PAGE EXTRACT |

— start —

U.S. Workers Outraged Over Outsourcing
Media
Misses The Message; Unions Strike Over Job Loss
By Mark
Anderson
The mainstream
media portrayed a telecommunications strike spanning 13 states as an issue of
concerns over health care and job security. How ever, union representatives and
workers told AFP that the outsourcing of American jobs to other countries was
at the center of their grievance.
The strike, involving 100,000 SBC communications
workers, started on May 21 in Michigan, Indiana, Ohio, Wisconsin, Arkansas,
Illinois, Connecticut, Missouri, Texas, Kansas, Oklahoma, California and
Nevada.
Since then, a tentative contract settlement has
been reached, and the details are being worked out. Ballots will go out to
union members around June 11, with a proposed pact to be ratified by a vote of
union members in late June. The results are expected to be announced on July 1.
During the strike, signs carried by some of the
strikers specified “outsourcing” as a key concern, along with worries about
preserving health care benefits in the face of what union representatives
called “substantial cost-shifting demands by SBC management.”
In contrast, reporting of the strike by CBS radio,
as well as other major broadcast outlets and elements of the print media, left
the average reader/listener with the impression that it was a typical gripe
about health benefits and pay. Even though there were some brief references to
job security and outsourcing, there was little elaboration and overall coverage
missed the most important issue.

— end —

DATA LINES |
— start —

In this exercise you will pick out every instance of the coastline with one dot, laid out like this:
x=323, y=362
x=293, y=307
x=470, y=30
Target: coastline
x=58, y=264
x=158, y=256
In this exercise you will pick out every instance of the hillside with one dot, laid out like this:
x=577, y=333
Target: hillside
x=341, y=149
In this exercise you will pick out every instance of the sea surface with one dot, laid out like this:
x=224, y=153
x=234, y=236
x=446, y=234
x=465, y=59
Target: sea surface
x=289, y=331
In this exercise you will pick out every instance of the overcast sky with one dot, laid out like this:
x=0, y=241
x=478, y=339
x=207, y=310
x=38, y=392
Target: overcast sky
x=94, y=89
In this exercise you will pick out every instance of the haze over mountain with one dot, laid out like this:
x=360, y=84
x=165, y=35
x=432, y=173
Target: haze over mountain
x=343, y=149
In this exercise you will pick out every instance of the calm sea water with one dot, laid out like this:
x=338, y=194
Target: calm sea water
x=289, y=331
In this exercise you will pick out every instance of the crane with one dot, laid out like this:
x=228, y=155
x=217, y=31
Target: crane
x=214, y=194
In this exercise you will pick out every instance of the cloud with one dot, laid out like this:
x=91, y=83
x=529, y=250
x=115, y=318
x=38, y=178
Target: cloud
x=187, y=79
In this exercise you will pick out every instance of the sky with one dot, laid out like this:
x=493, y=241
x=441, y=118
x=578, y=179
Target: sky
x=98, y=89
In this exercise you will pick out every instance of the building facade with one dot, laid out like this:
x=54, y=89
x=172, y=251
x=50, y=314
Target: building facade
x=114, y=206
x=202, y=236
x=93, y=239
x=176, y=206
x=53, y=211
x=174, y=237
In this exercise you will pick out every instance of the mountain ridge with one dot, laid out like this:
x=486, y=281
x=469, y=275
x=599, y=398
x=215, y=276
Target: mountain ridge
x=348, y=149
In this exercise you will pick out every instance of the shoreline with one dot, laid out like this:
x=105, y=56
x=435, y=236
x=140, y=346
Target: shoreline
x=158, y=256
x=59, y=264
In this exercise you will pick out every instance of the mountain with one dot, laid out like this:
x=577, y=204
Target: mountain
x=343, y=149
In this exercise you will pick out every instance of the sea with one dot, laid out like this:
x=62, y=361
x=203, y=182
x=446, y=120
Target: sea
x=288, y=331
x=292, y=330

— end —

SHORT EXERCISE |
Reproduce the passage of the article on the SBC strike from "During the strike, signs" up to and including "most important issue.". None of the items are needed for this work.

RESULT |
During the strike, signs carried by some of the
strikers specified “outsourcing” as a key concern, along with worries about
preserving health care benefits in the face of what union representatives
called “substantial cost-shifting demands by SBC management.”
In contrast, reporting of the strike by CBS radio,
as well as other major broadcast outlets and elements of the print media, left
the average reader/listener with the impression that it was a typical gripe
about health benefits and pay. Even though there were some brief references to
job security and outsourcing, there was little elaboration and overall coverage
missed the most important issue.